**Aim of the exercise**
Copy out each line of the material in which the word "window" can be found.

**Material provided**

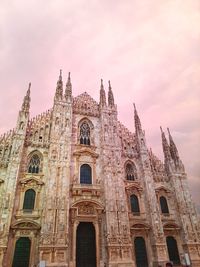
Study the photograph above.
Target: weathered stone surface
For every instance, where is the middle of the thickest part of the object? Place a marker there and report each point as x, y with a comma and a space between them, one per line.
121, 167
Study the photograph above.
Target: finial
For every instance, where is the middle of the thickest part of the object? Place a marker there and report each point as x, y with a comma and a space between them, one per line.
109, 84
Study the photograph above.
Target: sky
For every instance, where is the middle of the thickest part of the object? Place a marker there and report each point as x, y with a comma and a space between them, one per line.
148, 49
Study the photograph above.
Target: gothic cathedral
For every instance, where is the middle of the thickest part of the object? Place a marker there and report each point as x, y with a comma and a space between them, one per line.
78, 189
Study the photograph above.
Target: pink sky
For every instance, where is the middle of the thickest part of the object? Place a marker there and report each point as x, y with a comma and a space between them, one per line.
148, 49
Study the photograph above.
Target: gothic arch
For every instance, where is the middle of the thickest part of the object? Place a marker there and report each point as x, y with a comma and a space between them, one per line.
130, 171
85, 132
35, 160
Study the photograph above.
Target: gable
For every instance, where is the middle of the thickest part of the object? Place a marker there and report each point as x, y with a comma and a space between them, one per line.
84, 104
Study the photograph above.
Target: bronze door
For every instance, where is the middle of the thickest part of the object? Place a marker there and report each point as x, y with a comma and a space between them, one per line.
22, 252
85, 245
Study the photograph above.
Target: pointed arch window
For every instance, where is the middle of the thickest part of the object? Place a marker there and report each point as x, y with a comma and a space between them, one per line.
34, 164
29, 200
163, 205
173, 250
130, 172
85, 174
135, 208
85, 133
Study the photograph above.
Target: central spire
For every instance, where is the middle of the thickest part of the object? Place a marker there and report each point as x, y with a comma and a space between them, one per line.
102, 95
68, 88
165, 145
111, 102
173, 149
59, 87
138, 126
27, 100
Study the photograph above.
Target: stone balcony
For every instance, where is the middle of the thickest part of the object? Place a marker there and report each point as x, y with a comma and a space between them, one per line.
28, 214
86, 191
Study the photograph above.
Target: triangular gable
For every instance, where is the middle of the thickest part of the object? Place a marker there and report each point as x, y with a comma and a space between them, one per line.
84, 104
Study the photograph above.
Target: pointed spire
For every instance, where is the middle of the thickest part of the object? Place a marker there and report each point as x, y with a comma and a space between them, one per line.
27, 100
59, 87
138, 126
166, 148
110, 95
173, 149
102, 95
68, 89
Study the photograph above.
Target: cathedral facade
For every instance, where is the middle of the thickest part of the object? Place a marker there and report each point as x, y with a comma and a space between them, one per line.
78, 189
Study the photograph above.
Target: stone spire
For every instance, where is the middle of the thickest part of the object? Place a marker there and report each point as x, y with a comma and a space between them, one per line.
68, 89
165, 145
173, 149
27, 100
102, 95
138, 127
59, 88
111, 102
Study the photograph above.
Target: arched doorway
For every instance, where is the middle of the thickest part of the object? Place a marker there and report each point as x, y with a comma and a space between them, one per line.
22, 252
140, 252
85, 245
173, 250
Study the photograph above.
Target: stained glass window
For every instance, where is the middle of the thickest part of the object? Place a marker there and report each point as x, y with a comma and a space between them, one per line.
85, 134
163, 205
134, 204
85, 174
34, 164
29, 200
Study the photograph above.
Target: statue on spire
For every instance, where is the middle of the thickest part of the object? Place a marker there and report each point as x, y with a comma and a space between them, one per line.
59, 88
138, 127
102, 95
27, 100
110, 96
173, 149
68, 89
165, 145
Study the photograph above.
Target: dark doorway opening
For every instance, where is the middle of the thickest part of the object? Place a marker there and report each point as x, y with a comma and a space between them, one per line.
140, 252
85, 245
22, 252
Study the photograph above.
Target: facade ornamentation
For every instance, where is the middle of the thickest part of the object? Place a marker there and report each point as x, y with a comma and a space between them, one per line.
74, 177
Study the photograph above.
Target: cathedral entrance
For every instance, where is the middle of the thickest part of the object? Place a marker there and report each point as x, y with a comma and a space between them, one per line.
22, 252
85, 245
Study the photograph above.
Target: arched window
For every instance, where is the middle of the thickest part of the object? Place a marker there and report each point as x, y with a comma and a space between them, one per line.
85, 134
173, 250
140, 252
163, 205
130, 172
34, 164
134, 204
22, 252
85, 174
29, 200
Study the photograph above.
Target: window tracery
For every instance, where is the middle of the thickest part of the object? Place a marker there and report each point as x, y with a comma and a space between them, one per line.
85, 134
135, 208
29, 200
130, 172
85, 174
34, 164
163, 205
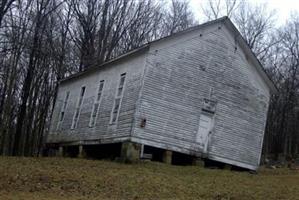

**Answer to this task**
Target: pointed arch window
Target: stained glass window
Target: arched window
Target: window tracery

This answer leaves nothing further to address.